> _WHAT THE EXERCISE ASKS_
Pull out the lines of the entries below, from the line containing "Target: car roof" through the last line of the entries, and repeat them exactly.

> _DATA SUPPLIED_
◇ ◇ ◇ ◇ ◇ ◇ ◇

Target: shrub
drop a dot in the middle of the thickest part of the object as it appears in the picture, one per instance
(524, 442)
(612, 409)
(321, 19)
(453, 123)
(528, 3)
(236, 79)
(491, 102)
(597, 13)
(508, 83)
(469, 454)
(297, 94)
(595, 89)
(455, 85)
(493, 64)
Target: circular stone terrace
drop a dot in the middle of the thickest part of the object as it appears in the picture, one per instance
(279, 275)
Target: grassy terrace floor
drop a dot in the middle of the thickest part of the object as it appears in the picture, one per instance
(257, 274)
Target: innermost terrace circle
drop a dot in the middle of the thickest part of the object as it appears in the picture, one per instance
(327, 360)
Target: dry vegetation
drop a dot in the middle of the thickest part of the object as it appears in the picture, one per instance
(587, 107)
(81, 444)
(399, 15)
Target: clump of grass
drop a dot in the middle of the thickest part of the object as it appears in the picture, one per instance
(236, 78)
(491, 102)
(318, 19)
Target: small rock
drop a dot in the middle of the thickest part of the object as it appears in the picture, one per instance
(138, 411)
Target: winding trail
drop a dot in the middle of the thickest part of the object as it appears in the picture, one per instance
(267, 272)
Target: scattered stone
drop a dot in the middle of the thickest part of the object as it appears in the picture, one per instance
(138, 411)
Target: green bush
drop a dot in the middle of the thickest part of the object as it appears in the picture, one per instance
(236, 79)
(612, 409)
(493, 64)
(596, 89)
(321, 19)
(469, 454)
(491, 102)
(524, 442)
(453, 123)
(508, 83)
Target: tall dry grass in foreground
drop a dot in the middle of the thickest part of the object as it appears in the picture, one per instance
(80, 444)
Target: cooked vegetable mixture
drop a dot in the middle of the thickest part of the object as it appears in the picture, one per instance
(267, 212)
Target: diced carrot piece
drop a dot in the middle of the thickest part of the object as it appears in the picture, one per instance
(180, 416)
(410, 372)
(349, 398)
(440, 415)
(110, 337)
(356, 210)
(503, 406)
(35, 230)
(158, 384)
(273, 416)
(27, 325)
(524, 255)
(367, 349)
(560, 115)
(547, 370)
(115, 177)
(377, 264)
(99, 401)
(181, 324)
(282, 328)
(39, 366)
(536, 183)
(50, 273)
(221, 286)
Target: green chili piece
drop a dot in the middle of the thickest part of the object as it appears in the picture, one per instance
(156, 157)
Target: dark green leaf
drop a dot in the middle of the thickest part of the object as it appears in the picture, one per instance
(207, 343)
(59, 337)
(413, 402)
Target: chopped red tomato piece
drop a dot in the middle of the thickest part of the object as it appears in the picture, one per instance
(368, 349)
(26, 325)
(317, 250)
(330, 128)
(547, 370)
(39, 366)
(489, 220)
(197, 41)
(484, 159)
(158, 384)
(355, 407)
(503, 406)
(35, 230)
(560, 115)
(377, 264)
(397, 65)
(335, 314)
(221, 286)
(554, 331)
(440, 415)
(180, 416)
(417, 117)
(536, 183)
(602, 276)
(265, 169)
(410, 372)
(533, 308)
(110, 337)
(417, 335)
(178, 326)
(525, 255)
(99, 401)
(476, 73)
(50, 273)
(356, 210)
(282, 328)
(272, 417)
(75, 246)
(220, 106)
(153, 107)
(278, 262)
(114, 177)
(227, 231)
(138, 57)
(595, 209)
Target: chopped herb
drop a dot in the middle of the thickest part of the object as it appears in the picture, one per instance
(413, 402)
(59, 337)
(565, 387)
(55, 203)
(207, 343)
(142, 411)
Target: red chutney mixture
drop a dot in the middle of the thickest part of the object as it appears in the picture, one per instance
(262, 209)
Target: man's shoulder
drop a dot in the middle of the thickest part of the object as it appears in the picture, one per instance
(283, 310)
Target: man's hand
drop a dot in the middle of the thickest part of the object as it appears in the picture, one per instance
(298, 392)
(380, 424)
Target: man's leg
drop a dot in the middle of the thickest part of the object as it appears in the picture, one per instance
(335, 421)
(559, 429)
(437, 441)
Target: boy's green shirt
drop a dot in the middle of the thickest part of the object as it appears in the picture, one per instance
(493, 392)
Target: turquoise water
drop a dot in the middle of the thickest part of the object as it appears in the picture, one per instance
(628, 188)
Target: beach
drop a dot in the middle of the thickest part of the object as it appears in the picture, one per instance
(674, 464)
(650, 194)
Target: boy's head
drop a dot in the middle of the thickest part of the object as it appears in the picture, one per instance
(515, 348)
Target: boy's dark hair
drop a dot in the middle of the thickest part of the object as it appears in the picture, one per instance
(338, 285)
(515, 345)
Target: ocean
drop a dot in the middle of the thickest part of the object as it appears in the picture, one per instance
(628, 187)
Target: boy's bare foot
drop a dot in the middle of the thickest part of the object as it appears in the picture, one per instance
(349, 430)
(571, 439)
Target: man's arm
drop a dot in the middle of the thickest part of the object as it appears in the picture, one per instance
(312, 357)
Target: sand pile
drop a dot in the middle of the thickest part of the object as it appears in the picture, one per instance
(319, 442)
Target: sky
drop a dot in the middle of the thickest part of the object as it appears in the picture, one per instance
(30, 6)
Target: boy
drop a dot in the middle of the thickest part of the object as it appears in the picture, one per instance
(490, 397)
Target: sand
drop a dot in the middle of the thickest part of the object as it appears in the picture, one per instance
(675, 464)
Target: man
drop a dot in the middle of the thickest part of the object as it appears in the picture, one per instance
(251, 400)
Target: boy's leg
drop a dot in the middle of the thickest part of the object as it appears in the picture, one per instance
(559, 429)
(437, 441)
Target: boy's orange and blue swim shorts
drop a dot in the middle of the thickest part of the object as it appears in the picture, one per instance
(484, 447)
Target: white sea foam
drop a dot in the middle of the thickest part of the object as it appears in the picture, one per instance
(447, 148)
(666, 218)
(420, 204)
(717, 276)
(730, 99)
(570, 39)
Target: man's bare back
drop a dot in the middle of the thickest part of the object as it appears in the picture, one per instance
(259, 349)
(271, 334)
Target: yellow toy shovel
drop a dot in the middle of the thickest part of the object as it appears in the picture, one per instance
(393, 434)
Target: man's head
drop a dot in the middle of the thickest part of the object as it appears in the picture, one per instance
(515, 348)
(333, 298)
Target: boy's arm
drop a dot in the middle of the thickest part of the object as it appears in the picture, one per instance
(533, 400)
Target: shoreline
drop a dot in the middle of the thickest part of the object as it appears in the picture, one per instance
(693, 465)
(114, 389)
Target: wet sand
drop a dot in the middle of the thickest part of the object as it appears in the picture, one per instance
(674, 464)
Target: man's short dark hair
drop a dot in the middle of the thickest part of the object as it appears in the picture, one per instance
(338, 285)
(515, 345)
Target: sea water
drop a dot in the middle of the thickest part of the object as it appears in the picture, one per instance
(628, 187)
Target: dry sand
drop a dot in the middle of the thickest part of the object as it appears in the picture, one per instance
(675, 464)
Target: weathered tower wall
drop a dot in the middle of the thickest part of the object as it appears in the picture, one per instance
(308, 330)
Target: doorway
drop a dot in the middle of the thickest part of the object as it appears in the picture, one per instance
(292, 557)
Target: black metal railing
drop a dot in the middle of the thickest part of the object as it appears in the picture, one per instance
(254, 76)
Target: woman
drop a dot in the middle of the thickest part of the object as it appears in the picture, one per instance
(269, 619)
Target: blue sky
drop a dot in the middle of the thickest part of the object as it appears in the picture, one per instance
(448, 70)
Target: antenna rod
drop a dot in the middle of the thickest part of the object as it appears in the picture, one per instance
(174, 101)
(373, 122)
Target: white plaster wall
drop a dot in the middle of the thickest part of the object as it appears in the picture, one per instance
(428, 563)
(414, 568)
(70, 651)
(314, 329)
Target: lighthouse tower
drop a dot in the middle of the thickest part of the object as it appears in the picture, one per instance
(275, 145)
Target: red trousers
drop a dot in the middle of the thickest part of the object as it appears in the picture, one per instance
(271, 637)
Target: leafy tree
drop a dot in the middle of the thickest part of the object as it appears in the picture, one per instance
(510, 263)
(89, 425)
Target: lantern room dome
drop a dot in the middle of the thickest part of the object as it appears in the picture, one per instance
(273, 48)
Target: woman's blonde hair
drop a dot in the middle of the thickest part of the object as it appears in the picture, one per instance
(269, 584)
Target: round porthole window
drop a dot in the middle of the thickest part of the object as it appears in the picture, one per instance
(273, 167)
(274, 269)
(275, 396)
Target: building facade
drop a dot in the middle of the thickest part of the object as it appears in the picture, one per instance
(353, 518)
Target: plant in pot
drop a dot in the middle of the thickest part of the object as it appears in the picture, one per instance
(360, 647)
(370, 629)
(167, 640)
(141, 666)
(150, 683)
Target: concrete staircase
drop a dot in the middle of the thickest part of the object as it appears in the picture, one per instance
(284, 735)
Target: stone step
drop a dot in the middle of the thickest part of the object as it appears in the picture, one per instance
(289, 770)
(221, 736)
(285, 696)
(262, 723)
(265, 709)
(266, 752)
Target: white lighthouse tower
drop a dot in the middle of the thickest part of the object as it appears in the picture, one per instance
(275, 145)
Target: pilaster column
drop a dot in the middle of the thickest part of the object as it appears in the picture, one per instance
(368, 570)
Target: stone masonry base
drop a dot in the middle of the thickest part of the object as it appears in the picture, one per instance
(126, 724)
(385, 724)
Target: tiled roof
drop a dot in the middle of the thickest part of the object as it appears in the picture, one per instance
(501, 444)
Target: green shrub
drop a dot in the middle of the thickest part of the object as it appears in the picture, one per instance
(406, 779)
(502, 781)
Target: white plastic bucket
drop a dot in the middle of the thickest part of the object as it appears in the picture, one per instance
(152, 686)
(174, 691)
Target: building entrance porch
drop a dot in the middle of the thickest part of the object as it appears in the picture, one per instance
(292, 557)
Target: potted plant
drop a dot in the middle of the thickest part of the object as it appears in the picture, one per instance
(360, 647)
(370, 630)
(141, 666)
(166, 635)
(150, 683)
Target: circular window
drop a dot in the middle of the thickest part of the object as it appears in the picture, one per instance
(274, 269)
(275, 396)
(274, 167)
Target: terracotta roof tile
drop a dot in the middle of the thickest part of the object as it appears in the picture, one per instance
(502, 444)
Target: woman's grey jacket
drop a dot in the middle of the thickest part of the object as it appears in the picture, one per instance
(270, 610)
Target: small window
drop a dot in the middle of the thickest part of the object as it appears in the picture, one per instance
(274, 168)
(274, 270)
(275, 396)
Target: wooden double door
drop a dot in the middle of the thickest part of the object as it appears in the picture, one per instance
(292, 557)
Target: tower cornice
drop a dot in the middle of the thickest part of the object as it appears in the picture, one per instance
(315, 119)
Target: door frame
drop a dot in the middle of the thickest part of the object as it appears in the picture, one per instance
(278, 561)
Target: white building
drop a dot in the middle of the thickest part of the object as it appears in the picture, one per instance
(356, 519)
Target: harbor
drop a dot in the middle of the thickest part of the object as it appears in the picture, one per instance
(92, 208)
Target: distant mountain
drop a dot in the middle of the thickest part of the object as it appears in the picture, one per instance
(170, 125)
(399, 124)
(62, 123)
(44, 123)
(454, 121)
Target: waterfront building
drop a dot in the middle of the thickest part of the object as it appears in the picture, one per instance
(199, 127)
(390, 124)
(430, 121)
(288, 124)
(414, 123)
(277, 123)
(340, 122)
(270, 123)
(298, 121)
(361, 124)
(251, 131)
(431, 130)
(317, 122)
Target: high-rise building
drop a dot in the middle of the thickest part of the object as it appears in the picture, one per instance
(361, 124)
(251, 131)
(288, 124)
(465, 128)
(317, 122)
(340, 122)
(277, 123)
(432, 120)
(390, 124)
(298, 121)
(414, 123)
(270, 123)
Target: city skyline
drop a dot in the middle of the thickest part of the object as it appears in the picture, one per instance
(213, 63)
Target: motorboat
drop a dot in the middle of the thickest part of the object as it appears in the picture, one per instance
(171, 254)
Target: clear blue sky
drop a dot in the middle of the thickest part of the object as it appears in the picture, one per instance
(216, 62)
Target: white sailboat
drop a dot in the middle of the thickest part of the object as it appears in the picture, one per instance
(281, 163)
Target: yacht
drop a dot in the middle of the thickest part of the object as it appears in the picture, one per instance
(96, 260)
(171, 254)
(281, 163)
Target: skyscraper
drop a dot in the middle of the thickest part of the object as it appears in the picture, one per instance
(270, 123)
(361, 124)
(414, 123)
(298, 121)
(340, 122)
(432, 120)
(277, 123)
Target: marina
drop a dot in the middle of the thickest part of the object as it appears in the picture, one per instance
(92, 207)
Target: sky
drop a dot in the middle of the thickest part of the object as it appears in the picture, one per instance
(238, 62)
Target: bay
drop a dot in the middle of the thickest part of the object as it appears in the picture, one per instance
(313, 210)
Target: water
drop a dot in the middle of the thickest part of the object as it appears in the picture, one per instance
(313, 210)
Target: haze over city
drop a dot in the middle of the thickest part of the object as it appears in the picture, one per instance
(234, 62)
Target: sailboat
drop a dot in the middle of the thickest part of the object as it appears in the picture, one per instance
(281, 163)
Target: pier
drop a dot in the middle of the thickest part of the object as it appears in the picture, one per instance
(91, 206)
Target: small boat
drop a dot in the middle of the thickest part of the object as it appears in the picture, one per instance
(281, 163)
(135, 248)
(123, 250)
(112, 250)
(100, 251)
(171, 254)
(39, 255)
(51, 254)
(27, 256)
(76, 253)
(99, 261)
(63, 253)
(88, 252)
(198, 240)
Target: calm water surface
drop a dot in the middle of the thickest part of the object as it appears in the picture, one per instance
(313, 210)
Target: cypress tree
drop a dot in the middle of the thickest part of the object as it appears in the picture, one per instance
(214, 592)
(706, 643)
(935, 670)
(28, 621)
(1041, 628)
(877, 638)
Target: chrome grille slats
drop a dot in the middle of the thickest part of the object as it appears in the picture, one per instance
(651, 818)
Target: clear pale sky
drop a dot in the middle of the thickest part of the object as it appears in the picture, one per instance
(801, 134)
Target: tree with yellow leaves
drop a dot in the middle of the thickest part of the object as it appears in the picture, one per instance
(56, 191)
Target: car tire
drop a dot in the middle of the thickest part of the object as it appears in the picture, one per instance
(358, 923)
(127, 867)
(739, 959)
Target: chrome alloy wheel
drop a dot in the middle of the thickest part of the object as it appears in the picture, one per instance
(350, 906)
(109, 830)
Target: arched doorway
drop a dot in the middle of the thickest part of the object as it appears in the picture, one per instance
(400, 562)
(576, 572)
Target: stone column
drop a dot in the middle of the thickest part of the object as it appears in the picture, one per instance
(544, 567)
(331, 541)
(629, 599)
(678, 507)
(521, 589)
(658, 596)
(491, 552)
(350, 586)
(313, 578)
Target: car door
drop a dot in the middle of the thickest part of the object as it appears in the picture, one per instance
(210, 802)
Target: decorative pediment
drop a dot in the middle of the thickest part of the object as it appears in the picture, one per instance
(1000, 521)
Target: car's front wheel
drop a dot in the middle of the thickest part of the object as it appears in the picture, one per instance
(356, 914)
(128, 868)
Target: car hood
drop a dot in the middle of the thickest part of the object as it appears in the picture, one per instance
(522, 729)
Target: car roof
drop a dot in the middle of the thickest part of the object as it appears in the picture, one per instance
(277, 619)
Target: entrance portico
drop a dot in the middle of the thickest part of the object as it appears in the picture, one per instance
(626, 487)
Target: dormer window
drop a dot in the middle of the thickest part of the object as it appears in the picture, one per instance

◇ ◇ ◇ ◇ ◇ ◇ ◇

> _RESULT_
Target: car roof
drop a dot in the middle of the thickest part of the object as it appears in the picture, one per instance
(277, 619)
Target: entrance portico
drop a dot in the middle of the thickest part of the object as it appears in the picture, one per instance
(626, 487)
Target: dormer window
drop a dot in the middle of the thickest part of the object as it appears in the picture, one per instance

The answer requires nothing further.